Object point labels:
****

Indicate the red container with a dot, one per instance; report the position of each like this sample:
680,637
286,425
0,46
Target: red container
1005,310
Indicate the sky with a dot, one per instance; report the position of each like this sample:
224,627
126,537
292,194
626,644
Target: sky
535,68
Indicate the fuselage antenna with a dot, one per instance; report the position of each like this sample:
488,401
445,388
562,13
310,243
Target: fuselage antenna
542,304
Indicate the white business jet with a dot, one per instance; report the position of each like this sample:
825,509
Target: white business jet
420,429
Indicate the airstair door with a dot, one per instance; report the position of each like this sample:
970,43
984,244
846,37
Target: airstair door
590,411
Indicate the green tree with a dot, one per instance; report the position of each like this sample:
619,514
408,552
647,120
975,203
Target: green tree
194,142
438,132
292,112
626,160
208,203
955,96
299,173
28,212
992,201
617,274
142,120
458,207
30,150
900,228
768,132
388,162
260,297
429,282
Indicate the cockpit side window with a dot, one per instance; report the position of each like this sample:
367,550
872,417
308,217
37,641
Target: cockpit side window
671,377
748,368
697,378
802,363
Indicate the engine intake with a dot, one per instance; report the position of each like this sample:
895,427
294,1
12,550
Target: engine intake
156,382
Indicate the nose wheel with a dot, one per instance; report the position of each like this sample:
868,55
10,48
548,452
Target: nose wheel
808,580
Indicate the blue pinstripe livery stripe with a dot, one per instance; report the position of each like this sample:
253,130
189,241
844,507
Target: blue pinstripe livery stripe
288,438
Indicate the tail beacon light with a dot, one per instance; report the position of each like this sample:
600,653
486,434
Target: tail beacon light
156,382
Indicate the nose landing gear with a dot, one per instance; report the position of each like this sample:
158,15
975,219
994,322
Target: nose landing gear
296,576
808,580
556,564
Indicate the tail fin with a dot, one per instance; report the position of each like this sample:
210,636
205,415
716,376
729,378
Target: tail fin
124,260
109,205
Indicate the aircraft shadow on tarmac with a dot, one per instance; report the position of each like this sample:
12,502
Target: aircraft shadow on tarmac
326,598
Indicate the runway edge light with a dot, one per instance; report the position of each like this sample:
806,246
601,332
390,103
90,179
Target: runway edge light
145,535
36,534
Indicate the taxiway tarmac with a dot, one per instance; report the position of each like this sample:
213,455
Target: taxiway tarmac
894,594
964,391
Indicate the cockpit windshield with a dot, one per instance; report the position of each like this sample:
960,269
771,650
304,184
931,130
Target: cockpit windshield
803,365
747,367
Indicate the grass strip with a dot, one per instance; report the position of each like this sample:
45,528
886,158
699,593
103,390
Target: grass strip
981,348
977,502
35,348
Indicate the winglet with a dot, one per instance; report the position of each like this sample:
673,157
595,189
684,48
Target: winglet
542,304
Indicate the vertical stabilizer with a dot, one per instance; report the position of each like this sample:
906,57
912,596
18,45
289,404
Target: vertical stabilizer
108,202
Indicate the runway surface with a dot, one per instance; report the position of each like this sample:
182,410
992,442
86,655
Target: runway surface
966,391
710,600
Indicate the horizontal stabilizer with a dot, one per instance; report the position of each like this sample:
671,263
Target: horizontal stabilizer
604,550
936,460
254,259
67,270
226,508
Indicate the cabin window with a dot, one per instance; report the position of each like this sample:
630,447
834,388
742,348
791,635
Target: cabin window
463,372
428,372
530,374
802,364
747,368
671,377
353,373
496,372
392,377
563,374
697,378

****

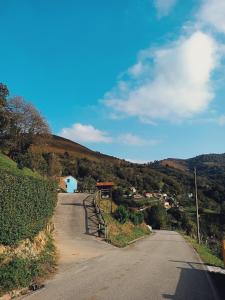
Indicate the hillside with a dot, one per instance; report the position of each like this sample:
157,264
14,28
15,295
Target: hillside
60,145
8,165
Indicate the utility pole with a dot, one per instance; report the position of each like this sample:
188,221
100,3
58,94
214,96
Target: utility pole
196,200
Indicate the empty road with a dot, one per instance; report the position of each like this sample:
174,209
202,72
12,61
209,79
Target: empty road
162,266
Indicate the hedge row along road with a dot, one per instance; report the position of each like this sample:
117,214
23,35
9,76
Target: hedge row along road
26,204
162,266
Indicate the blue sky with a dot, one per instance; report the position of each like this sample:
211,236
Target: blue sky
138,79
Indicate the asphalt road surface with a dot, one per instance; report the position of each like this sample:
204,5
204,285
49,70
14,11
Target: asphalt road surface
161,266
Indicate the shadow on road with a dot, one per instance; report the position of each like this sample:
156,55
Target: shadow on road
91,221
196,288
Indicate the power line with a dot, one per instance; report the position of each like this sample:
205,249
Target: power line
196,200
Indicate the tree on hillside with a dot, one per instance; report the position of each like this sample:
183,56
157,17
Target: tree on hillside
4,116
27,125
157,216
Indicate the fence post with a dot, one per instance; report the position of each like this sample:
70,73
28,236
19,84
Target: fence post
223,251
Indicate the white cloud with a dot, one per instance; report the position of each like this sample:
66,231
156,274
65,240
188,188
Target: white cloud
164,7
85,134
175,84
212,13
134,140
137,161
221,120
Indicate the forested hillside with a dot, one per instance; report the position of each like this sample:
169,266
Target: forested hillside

****

List every line of the records above that contains the word "landing".

Indicate the nose landing gear with a dot, one per instance; report the position of each like this sample:
Target: nose landing gear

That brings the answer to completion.